* _Tâches à réaliser_:
1 – Selon le texte sur Roland Dumas, en quelle année a-t-il été élu député ?
2 – Pour chaque affirmation, dites si elle concorde avec le texte sur Roland Dumas, en répondant par oui ou non et en citant les mots décisifs du texte. (a) Roland Dumas est né à Limoges. (b) Son père a été exécuté par les Allemands en 1945. (c) Il a été ministre des Affaires étrangères de 1988 à 1993.

* _Texte de lecture_:
Roland Dumas est mort ce 3 juillet 2024 à 101 ans.

Né le 23 août 1922 à Limoges, il s’engage à l’âge de 20 ans dans la résistance contre l’occupation nazie. Son père Georges, lui aussi, résistant sera exécuté par les Allemands le 26 mars 1944.

Etudiant le droit à Paris, Roland Dumas deviendra un ténor du barreau avant de s’engager en politique. Elu député en 1956,  il parviendra aux plus hautes sphères de l’Etat avec l’élection de  son ami François Mitterrand  en 1981.

Il fera une carrière honorable : ministre des Affaires européennes (1983- 1984), ministre des Relations extérieures (1984-1986), ministre des Affaires étrangères (1988-1993), puis à la fin de sa carrière président du Conseil constitutionnel. Une vie et une carrière bien remplies quoique assez sulfureuses pendant longtemps.  On prête d’ailleurs à Roger-Patrice Pelat, un ami du président, ces bons mots: «Mitterrand a deux avocats, Badinter pour le droit et Dumas pour le tordu». C’est dire le côté sombre de cette personnalité qui incarnait le côté obscur de la politique mitterandienne notamment en Afrique avec le soutien aux vieux dinosaures despotiques et la mise en place de réseaux de corruption,  tant et si bien que celui qu’on avait surnommé le «vice-président» aura maille à partir avec la justice à plusieurs reprises. Il a été éclaboussé par  l’affaire Elf Acquitaine  dans laquelle l’une de ses nombreuses maîtresses, Christine Deviers-Joncour, était impliquée, l’affaire des frégates de Taïwan et bien d’autres dossiers qui ont entamé sa réputation , même s’il s’en est parfois sorti à l’issue de longues batailles judiciaires.

On n’oubliera pas non plus que l’élégant Dumas était l’un des symboles vivants de cette gauche caviar,  lui  qui chaussait des Berluti payées par Elf Acquitaine à 11 000 francs français de l’époque.

Entrées de pointage d'objets étiquetés:
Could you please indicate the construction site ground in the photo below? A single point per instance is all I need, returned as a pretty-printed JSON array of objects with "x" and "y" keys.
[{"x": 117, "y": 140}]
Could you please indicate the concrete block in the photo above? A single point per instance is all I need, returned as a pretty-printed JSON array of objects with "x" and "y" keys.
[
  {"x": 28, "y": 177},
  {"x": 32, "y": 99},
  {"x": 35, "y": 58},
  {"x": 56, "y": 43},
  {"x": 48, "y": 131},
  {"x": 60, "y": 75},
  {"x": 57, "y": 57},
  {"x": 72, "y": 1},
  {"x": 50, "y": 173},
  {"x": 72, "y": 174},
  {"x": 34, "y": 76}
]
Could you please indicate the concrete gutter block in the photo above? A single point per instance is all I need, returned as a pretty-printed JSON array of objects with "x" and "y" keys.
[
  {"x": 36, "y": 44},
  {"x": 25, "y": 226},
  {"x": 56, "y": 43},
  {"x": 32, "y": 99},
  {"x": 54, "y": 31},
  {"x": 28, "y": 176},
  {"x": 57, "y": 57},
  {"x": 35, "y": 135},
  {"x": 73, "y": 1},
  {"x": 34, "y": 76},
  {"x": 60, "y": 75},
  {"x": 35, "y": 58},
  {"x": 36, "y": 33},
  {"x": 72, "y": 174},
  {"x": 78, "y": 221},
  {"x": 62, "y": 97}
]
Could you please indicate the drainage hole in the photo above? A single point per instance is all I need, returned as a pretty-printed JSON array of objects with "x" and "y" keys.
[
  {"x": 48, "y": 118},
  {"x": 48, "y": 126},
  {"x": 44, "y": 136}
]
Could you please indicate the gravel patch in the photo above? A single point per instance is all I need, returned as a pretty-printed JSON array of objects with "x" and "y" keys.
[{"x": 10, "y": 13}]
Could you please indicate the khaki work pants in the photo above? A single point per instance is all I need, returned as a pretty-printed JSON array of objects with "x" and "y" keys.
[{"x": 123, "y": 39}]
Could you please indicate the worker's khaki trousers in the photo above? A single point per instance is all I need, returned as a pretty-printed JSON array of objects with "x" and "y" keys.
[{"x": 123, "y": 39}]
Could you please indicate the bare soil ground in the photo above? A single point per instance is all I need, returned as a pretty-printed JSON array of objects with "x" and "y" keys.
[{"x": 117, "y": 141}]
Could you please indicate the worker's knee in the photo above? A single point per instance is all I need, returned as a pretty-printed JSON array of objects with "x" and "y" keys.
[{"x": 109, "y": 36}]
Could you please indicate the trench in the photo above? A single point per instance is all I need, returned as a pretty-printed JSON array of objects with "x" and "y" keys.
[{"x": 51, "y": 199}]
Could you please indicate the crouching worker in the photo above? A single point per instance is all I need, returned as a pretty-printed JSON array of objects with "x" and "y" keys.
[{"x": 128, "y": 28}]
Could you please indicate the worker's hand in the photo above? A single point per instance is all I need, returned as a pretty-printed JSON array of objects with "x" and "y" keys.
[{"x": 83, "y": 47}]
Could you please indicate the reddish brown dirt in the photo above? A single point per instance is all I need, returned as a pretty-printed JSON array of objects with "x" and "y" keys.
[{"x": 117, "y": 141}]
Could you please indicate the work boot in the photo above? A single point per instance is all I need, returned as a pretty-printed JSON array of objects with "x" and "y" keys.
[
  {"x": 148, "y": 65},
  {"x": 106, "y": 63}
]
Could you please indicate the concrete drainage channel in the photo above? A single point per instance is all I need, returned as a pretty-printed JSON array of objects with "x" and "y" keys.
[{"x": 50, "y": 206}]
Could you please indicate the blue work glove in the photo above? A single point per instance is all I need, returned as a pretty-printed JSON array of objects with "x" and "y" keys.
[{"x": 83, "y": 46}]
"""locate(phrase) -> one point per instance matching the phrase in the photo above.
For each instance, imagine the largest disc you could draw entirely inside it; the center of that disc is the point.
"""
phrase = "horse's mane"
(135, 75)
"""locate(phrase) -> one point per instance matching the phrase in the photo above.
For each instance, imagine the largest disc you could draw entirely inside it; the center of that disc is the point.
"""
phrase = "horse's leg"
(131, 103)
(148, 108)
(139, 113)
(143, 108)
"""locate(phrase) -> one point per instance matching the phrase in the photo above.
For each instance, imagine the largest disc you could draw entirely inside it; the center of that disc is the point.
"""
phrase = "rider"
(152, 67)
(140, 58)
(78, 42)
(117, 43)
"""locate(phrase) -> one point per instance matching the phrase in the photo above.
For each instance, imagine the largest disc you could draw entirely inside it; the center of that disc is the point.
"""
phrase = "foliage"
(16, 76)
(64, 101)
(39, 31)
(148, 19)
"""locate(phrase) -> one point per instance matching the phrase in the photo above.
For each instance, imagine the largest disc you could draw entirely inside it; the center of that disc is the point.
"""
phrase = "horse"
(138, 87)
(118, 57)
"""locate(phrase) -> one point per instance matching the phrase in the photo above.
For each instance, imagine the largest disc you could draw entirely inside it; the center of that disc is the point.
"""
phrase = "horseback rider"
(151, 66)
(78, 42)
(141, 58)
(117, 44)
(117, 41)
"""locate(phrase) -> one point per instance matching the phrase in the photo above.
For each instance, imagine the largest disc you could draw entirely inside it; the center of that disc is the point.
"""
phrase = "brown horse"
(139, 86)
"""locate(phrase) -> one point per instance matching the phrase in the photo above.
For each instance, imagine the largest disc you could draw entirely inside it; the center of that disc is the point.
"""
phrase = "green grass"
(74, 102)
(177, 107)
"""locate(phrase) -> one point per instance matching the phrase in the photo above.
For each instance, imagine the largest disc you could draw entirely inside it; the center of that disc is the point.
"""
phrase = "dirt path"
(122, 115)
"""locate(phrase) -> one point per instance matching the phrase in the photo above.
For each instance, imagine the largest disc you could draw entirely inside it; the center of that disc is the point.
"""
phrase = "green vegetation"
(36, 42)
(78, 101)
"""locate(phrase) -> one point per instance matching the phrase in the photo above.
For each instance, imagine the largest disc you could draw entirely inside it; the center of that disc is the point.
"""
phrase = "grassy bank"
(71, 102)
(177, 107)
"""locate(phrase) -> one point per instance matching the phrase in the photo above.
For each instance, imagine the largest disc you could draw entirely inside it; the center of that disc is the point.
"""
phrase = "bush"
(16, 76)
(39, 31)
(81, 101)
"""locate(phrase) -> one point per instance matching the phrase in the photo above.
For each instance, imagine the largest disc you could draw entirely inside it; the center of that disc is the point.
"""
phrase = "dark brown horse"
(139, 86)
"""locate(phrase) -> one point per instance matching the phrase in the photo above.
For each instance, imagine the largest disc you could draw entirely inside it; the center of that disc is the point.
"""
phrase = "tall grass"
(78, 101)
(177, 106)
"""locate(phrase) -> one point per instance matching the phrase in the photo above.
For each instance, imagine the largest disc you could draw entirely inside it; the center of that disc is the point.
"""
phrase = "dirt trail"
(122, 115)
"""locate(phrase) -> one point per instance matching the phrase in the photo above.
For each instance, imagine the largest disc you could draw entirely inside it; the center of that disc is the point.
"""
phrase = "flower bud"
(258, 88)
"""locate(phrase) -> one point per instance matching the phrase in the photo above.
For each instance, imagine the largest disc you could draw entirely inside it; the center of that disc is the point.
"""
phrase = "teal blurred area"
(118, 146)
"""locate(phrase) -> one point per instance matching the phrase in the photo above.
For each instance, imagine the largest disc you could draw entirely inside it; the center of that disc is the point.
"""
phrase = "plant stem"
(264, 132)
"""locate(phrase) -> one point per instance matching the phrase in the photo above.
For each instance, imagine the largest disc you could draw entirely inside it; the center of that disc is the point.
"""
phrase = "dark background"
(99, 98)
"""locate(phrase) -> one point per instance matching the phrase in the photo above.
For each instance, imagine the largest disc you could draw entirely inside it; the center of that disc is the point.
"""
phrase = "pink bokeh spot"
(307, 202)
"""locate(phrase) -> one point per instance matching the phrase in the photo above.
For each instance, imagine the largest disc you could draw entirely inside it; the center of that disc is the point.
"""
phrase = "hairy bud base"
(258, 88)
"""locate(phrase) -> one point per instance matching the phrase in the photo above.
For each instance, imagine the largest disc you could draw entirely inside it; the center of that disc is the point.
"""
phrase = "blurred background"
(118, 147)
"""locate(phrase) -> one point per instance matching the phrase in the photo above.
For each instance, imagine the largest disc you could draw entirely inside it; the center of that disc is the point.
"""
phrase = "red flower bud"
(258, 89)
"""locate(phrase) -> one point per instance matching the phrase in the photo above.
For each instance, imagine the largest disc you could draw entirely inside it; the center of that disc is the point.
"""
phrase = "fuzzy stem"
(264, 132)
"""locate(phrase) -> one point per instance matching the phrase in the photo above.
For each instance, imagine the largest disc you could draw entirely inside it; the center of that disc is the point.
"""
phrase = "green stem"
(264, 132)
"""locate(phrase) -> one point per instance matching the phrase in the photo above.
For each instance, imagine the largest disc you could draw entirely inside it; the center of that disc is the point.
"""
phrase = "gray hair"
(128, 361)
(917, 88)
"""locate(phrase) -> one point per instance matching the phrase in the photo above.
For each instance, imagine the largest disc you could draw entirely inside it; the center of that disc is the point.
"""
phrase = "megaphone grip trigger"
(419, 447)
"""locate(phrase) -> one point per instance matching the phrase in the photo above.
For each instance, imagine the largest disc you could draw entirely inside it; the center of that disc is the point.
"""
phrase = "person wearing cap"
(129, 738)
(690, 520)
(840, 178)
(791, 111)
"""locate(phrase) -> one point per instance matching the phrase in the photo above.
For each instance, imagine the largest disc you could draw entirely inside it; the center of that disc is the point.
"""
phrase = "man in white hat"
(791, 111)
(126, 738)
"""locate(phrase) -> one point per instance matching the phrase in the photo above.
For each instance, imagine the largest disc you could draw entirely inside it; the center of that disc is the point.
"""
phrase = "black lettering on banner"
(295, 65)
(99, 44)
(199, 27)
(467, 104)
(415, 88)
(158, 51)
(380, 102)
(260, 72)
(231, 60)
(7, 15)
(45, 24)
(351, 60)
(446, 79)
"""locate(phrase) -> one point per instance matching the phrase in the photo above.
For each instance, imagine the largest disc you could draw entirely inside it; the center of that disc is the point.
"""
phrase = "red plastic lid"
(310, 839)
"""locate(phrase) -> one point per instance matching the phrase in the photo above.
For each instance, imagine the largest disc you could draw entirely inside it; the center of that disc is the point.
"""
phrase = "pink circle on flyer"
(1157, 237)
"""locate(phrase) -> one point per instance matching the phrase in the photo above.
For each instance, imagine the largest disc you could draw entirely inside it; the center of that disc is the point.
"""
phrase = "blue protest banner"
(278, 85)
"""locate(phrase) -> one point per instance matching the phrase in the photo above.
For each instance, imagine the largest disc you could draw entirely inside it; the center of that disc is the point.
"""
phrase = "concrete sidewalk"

* _Réponses rédigées_:
1 – En 1956.

2 –
(a) Oui : « Né le 23 août 1922 à Limoges ».
(b) Non : « exécuté par les Allemands le 26 mars 1944 ».
(c) Oui : « ministre des Affaires étrangères (1988-1993) ».